Reproduce the passage on loudspeaker distortion word for word, starting at "At 46:20, the" and ending at "of bass extension.".

# DOCUMENT SECTION
____

I was able to watch the first sixty minutes and I have to go out and do something, but I did capture some excerpts from the first sixty minutes.

At 46:20, the topic turns to the perfect loudspeaker, and particularly to the question of the importance of non-linear distortion. About five minutes later, the discussion of non-linear distortion becomes more definitive, and about five more minutes after that, there is some very interesting discussion of the importance of bass extension.

51:15 Dr. Toole: “The reality of fifty or so years of listening to loudspeakers of all kinds, in numbers of places, is that in the mainstream of well-designed consumer loudspeakers, distortion basically is not a problem. As you go down the price scale, things start getting simplified and corrupted, and distortions do creep in from time to time. You may or may not be able to predict the audibility from measurements, but that’s why we do double-blind listening tests. So unless you’re doing listening tests, I’m sorry, there are no numbers that are going to predict whether the loudspeaker exhibits audible distortion.”

____

# PROVIDED MATERIAL

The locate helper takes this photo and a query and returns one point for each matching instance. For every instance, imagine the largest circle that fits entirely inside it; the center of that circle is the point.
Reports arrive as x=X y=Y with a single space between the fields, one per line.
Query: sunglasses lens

____

# COMPLETE ANSWER
At 46:20, the topic turns to the perfect loudspeaker, and particularly to the question of the importance of non-linear distortion. About five minutes later, the discussion of non-linear distortion becomes more definitive, and about five more minutes after that, there is some very interesting discussion of the importance of bass extension.